### INSTRUCTIONS FOR THE TASK
What lines in the records below mention "scarf"? List them all.

### DATA FOR REVIEW
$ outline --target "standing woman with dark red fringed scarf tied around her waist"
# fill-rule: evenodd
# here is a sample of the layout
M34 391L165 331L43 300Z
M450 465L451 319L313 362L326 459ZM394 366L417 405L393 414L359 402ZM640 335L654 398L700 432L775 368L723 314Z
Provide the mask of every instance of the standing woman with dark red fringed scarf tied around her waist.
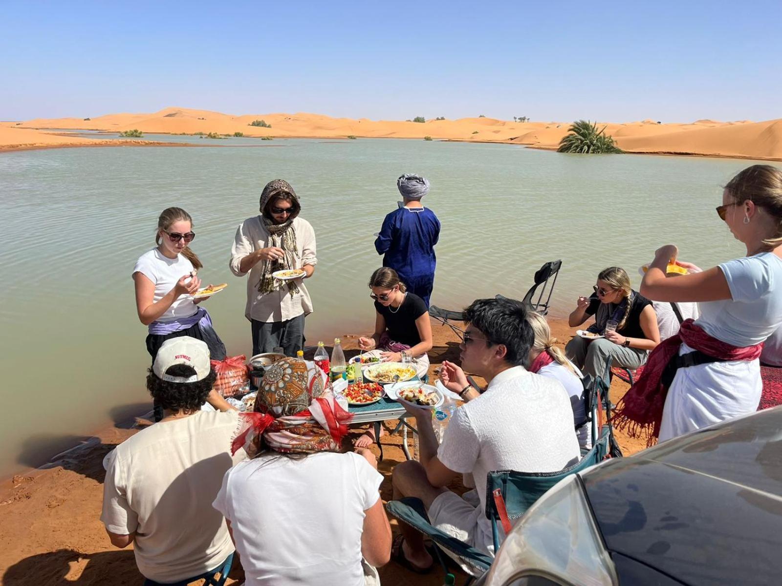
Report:
M650 443L758 408L758 358L782 325L782 170L753 165L738 173L725 186L717 214L746 256L666 279L665 267L679 255L666 245L641 283L655 301L698 302L701 311L652 352L644 375L622 399L619 423L647 433Z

### EXPECTED ANSWER
$ outline --target "standing woman with dark red fringed scarf tied around her waist"
Provide the mask of every instance of the standing woman with dark red fringed scarf tied around her waist.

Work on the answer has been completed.